# Stored data:
========================================================================

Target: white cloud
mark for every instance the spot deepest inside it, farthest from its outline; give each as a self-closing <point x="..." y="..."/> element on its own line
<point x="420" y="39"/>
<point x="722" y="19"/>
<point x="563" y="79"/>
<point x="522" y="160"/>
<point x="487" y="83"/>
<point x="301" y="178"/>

========================================================================

A complete, exact transcription of the records is needed.

Target: white cloud
mark for every instance the spot deepest inside it, farthest from its outline; give each as a self-closing <point x="..." y="..."/> element on its own line
<point x="420" y="39"/>
<point x="722" y="19"/>
<point x="563" y="79"/>
<point x="522" y="160"/>
<point x="487" y="83"/>
<point x="301" y="178"/>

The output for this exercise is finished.